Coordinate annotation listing
★ ★ ★
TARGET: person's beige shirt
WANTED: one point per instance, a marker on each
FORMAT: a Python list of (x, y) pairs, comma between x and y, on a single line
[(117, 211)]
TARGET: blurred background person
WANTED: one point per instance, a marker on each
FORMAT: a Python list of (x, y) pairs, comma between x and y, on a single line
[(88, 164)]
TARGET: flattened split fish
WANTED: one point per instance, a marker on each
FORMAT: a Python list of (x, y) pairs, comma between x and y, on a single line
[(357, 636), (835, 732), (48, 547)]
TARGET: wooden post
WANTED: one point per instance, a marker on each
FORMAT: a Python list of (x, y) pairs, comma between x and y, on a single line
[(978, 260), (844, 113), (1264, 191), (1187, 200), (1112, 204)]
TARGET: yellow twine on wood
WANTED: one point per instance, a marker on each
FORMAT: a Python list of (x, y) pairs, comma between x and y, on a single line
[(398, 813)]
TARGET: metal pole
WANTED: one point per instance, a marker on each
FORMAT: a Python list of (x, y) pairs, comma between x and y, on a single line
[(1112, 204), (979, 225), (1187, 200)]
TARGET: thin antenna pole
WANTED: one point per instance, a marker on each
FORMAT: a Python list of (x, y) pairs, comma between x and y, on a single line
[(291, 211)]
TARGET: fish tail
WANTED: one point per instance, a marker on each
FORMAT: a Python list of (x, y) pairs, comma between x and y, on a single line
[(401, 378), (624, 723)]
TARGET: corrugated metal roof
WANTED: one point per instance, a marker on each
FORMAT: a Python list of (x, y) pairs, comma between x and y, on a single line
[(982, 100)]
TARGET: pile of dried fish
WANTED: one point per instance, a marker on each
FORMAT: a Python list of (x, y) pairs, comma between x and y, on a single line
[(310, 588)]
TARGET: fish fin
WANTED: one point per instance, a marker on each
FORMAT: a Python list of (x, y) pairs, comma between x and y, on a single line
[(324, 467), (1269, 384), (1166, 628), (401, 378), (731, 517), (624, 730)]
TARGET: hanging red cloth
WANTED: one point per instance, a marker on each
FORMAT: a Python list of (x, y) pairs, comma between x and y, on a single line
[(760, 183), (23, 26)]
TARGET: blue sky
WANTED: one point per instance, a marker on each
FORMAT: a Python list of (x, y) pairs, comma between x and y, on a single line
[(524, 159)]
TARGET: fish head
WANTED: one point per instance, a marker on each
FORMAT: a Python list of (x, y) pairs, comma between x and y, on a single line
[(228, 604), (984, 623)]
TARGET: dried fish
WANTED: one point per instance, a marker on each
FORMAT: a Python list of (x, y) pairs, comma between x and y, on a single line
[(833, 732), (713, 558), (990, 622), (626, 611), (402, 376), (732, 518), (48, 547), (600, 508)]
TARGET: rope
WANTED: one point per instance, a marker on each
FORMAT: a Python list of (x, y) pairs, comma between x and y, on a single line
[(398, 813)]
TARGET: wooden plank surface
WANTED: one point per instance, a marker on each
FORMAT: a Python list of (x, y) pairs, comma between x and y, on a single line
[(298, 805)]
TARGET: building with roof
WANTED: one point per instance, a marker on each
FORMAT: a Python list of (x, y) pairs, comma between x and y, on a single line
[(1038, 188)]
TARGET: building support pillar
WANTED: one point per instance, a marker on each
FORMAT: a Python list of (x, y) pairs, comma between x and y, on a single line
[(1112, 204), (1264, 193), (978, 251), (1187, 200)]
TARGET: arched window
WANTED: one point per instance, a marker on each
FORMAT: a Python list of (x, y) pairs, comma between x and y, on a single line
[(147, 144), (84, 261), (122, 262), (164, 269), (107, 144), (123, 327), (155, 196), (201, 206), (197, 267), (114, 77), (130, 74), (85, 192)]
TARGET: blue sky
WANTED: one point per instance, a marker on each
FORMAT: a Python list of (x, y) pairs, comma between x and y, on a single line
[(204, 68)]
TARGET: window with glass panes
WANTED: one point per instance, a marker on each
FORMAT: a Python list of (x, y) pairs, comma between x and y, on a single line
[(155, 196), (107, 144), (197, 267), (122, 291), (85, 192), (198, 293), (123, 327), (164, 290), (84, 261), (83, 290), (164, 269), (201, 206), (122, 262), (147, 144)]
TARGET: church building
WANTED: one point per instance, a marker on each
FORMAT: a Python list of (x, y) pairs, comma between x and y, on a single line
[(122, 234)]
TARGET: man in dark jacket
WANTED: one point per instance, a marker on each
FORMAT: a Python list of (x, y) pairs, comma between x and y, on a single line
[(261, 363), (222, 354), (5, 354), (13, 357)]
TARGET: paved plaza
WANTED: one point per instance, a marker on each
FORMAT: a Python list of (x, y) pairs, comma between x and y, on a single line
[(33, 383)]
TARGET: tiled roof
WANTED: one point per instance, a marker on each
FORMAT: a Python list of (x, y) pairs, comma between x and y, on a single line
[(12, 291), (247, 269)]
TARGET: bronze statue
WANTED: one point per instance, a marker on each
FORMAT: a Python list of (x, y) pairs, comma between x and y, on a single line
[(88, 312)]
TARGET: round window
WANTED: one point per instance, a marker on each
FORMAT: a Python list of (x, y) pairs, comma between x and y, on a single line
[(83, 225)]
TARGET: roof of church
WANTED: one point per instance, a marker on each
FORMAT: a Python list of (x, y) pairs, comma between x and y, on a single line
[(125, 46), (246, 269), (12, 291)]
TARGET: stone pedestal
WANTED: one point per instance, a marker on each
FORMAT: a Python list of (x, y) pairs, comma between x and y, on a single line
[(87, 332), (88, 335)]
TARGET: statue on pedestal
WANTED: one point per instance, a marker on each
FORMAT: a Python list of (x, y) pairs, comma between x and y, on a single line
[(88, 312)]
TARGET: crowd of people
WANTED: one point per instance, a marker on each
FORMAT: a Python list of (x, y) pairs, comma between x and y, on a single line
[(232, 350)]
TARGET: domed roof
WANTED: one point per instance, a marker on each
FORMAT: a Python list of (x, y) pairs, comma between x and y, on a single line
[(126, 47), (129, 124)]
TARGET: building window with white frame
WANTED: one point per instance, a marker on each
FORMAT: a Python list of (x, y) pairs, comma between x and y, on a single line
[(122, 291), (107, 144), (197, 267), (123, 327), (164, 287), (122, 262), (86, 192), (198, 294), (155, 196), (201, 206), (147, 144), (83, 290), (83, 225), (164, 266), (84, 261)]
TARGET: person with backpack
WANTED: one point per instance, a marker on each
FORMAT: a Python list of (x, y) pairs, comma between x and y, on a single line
★ ★ ★
#### [Exercise brief]
Give every line of the listing above as a numbered list, leaving out any blank lines.

#### [Answer to the exercise]
1. TARGET: person's beige shirt
2. WANTED: one point per instance, a marker on each
3. FORMAT: a Python list of (x, y) pairs, comma between x and y, on a single line
4. [(117, 211)]
5. TARGET: blurred background person
6. WANTED: one point per instance, a marker on each
7. FORMAT: a Python list of (x, y) pairs, comma between x and y, on a single line
8. [(88, 164)]
9. TARGET: flattened split fish
10. WANTED: one point per instance, a marker on each
11. FORMAT: a Python list of (x, y) pairs, comma between x and y, on a single line
12. [(357, 636), (835, 732), (48, 547)]
13. TARGET: wooden post
14. WANTED: one point per instance, a marker on each
15. FORMAT: a Python list of (x, y) pairs, comma between x and y, on a single line
16. [(978, 260), (844, 113), (1264, 191), (1187, 200), (1112, 204)]
17. TARGET: yellow twine on wood
18. WANTED: one point per instance, a marker on each
19. FORMAT: a Python list of (x, y) pairs, comma between x and y, on a single line
20. [(398, 813)]
21. TARGET: metal pole
22. WANTED: one point per instance, a marker on each
23. FORMAT: a Python list of (x, y) pairs, comma between x and y, on a single line
24. [(1112, 204), (979, 225), (1187, 200)]
25. TARGET: thin antenna pole
26. WANTED: one point per instance, a marker on each
27. FORMAT: a Python list of (x, y) pairs, comma between x and y, on a single line
28. [(291, 211)]
29. TARGET: fish tail
30. WANTED: one point per instance, a marker on each
31. FORMAT: a Python list of (x, y) pairs, comma between x and y, on a single line
32. [(401, 378), (624, 723)]
33. TARGET: corrugated metal roof
34. WANTED: one point per instance, a marker on each
35. FORMAT: a Python list of (x, y) pairs, comma between x and y, on a single line
36. [(982, 100)]
37. TARGET: pile of dried fish
38. WANTED: one point per instance, a marker on each
39. FORMAT: a Python list of (x, y) pairs, comma between x and y, on a single line
40. [(310, 588)]
41. TARGET: fish fin
42. WANTED: one point per instance, a marker on each
43. FORMAT: a Python list of (x, y) pairs, comma between x and y, on a single line
44. [(324, 467), (1269, 384), (1166, 628), (401, 378), (731, 517), (624, 730)]
45. TARGET: hanging red cloth
46. WANTED: one point per instance, a marker on each
47. FORMAT: a Python list of (x, y) pairs, comma between x and y, on a single line
48. [(760, 183), (23, 26)]
49. TARGET: blue sky
50. WANTED: one point per instance, a marker on each
51. FORMAT: a Python list of (x, y) pairs, comma between x and y, on a single line
52. [(524, 159)]
53. TARGET: fish head
54. WANTED: one point per instance, a marker on each
55. FORMAT: a Python list of (x, y) pairs, comma between x and y, on a single line
56. [(228, 604), (984, 623)]
57. TARGET: dried fish
58. WANTED: one point per instance, a marker on each
59. FORMAT: a Python list of (x, y) pairs, comma between x and y, on a single line
60. [(833, 732), (713, 558), (990, 622), (626, 611), (402, 376), (732, 518), (48, 547), (600, 508)]
61. TARGET: rope
62. WANTED: one point per instance, a marker on each
63. FORMAT: a Python list of (x, y) pairs, comma between x and y, on a single line
64. [(398, 813)]
65. TARGET: wooden plank surface
66. WANTED: one point per instance, a marker on each
67. FORMAT: a Python list of (x, y) pairs, comma between x and y, on a single line
68. [(298, 805)]
69. TARGET: building with roof
70. WANTED: one point per instance, a marker on each
71. FORMAT: a Python list of (x, y) pairs, comma between x and y, on a single line
72. [(1038, 188)]
73. TARGET: building support pillar
74. WANTED: one point per instance, a marker on each
75. FORMAT: a Python list of (x, y) pairs, comma between x and y, on a single line
76. [(1112, 204), (1264, 193), (978, 251), (1187, 200)]
77. TARGET: arched window
78. WANTED: one point per instance, a marker on each
79. FORMAT: a Python list of (x, y) pairs, comma between x and y, on a single line
80. [(147, 144), (84, 261), (122, 262), (164, 269), (107, 144), (123, 327), (155, 196), (201, 206), (197, 267), (114, 77), (130, 74), (85, 192)]
81. TARGET: blue sky
82. WANTED: one point per instance, a marker on each
83. FORMAT: a Python list of (x, y) pairs, comma between x and y, on a single line
84. [(204, 68)]
85. TARGET: window with glass panes
86. WANTED: one point per instance, a marker on each
87. FORMAT: a Python list of (x, y) pairs, comma between x and y, on a single line
88. [(155, 196), (107, 144), (197, 267), (122, 291), (85, 192), (198, 293), (123, 327), (164, 290), (84, 261), (83, 290), (164, 269), (201, 206), (122, 262), (147, 144)]
89. TARGET: church building
90. WANTED: one point per instance, a marker on each
91. FORMAT: a Python list of (x, y) pairs, comma between x and y, on a single line
92. [(122, 234)]
93. TARGET: man in dark jacket
94. WANTED: one point per instance, a marker on each
95. FORMAT: a Python list of (x, y) pairs, comma between x and y, on a single line
96. [(261, 363), (222, 354), (5, 354), (13, 357)]
97. TARGET: paved plaza
98. WANTED: one point per instance, a marker on each
99. FORMAT: a Python list of (x, y) pairs, comma between x and y, on a single line
100. [(33, 383)]
101. TARGET: tiled roof
102. WANTED: one point per instance, a marker on each
103. FORMAT: a Python list of (x, y) pairs, comma between x and y, on a single line
104. [(12, 291), (247, 269)]
105. TARGET: bronze statue
106. WANTED: one point per instance, a marker on each
107. FORMAT: a Python list of (x, y) pairs, comma between x and y, on a single line
108. [(88, 312)]
109. TARGET: round window
110. WANTED: one point per instance, a marker on each
111. FORMAT: a Python list of (x, y) pairs, comma between x and y, on a single line
112. [(83, 225)]
113. TARGET: roof of church
114. WANTED: one point per instance, a marker on each
115. FORMAT: a Python list of (x, y) pairs, comma between x and y, on a single line
116. [(125, 46), (246, 269), (12, 291)]
117. TARGET: stone pedestal
118. WANTED: one point per instance, a marker on each
119. FORMAT: a Python list of (x, y) pairs, comma between x and y, on a single line
120. [(87, 332), (88, 335)]
121. TARGET: statue on pedestal
122. WANTED: one point per instance, a marker on each
123. FORMAT: a Python list of (x, y) pairs, comma between x and y, on a single line
124. [(88, 312)]
125. TARGET: crowd of people
126. WANTED: one point per instance, a marker on each
127. FORMAT: a Python list of (x, y) pairs, comma between x and y, on a single line
128. [(232, 350)]
129. TARGET: domed roof
130. WANTED: one point per instance, a marker on each
131. FORMAT: a Python list of (x, y) pairs, comma between x and y, on a single line
132. [(126, 47), (129, 124)]
133. TARGET: building window with white frame
134. WANTED: one point per instance, a marker on each
135. FORMAT: a Python list of (x, y) pairs, comma between x and y, on a single line
136. [(122, 291), (107, 144), (197, 267), (123, 327), (164, 287), (122, 262), (86, 192), (198, 294), (155, 196), (201, 206), (147, 144), (83, 290), (83, 225), (164, 266), (84, 261)]
137. TARGET: person with backpack
138. WANTED: one point per instance, a marker on each
139. FORMAT: a Python list of (x, y) pairs, comma between x and y, on a single line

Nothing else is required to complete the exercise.